== Activity ==
The response should hold each line from the entries below where "green" is found.

(Collected data)
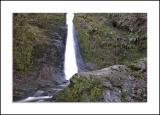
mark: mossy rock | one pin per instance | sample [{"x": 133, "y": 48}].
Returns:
[{"x": 81, "y": 89}]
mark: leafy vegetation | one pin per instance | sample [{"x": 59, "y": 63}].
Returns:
[
  {"x": 30, "y": 40},
  {"x": 82, "y": 89},
  {"x": 108, "y": 39}
]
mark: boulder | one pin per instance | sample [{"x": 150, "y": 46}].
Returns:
[{"x": 112, "y": 84}]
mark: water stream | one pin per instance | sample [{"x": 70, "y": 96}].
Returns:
[{"x": 70, "y": 63}]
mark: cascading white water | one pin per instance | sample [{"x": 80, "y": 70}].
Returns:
[{"x": 70, "y": 63}]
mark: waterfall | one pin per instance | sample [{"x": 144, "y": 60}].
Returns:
[{"x": 70, "y": 62}]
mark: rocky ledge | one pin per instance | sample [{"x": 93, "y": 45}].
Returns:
[{"x": 117, "y": 83}]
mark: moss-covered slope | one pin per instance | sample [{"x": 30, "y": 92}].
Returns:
[{"x": 108, "y": 39}]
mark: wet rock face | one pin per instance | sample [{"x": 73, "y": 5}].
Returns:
[
  {"x": 112, "y": 84},
  {"x": 45, "y": 37}
]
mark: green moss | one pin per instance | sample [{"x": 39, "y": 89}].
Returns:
[
  {"x": 105, "y": 45},
  {"x": 82, "y": 89},
  {"x": 30, "y": 40}
]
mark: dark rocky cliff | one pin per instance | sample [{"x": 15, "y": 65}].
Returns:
[{"x": 38, "y": 52}]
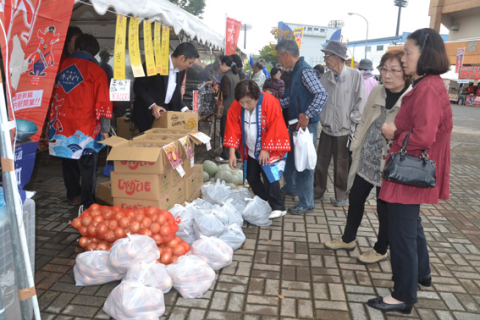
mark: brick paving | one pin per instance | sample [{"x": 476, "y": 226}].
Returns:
[{"x": 283, "y": 271}]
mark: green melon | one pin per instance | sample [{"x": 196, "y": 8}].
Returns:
[
  {"x": 210, "y": 167},
  {"x": 206, "y": 176},
  {"x": 224, "y": 176}
]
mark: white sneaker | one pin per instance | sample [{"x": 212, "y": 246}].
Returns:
[{"x": 277, "y": 214}]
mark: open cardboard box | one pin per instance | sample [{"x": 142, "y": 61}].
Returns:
[
  {"x": 128, "y": 159},
  {"x": 177, "y": 120}
]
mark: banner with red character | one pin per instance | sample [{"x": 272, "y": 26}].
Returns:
[{"x": 32, "y": 38}]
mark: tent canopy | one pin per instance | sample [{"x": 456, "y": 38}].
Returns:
[{"x": 181, "y": 22}]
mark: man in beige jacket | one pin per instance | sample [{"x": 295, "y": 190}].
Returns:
[{"x": 343, "y": 110}]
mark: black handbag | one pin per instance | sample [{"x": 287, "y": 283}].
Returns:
[{"x": 408, "y": 169}]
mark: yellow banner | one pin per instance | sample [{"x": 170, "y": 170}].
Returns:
[
  {"x": 119, "y": 54},
  {"x": 148, "y": 44},
  {"x": 158, "y": 46},
  {"x": 134, "y": 48},
  {"x": 298, "y": 33},
  {"x": 164, "y": 59}
]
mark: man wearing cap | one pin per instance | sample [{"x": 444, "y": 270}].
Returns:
[
  {"x": 305, "y": 102},
  {"x": 365, "y": 66},
  {"x": 343, "y": 110}
]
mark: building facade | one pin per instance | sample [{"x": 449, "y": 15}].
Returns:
[{"x": 313, "y": 39}]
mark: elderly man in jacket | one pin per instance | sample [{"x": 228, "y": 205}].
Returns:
[
  {"x": 305, "y": 102},
  {"x": 343, "y": 110}
]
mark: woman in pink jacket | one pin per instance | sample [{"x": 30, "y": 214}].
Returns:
[{"x": 426, "y": 112}]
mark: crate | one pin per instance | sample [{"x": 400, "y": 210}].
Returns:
[{"x": 7, "y": 273}]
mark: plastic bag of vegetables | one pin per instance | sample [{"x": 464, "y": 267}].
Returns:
[
  {"x": 94, "y": 268},
  {"x": 214, "y": 251},
  {"x": 133, "y": 249},
  {"x": 132, "y": 300},
  {"x": 192, "y": 276},
  {"x": 210, "y": 222},
  {"x": 184, "y": 218},
  {"x": 233, "y": 236},
  {"x": 151, "y": 274},
  {"x": 257, "y": 211}
]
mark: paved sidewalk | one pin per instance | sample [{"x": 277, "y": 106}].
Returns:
[{"x": 283, "y": 271}]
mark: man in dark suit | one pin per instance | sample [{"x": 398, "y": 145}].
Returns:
[{"x": 162, "y": 93}]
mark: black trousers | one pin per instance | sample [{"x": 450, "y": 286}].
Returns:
[
  {"x": 408, "y": 250},
  {"x": 357, "y": 197},
  {"x": 267, "y": 191},
  {"x": 86, "y": 169}
]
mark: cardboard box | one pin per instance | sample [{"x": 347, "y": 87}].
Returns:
[
  {"x": 168, "y": 131},
  {"x": 104, "y": 193},
  {"x": 123, "y": 128},
  {"x": 127, "y": 203},
  {"x": 177, "y": 120},
  {"x": 128, "y": 159},
  {"x": 143, "y": 186}
]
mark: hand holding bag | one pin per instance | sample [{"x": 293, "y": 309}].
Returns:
[{"x": 410, "y": 170}]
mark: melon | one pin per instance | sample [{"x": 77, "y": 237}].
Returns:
[
  {"x": 224, "y": 167},
  {"x": 224, "y": 176},
  {"x": 206, "y": 176},
  {"x": 210, "y": 167}
]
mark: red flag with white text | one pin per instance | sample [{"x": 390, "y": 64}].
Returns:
[{"x": 233, "y": 33}]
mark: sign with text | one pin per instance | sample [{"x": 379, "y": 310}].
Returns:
[{"x": 120, "y": 90}]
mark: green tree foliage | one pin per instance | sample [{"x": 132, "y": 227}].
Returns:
[
  {"x": 195, "y": 7},
  {"x": 268, "y": 52}
]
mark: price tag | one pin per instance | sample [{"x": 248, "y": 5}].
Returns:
[
  {"x": 180, "y": 171},
  {"x": 120, "y": 90}
]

== Expected answer ==
mark: green moss | one pin per instance | sample [{"x": 39, "y": 89}].
mark: green melon | one pin per instance | sample [{"x": 196, "y": 8}].
mark: green tree foliage | one pin per instance | sample [{"x": 132, "y": 227}].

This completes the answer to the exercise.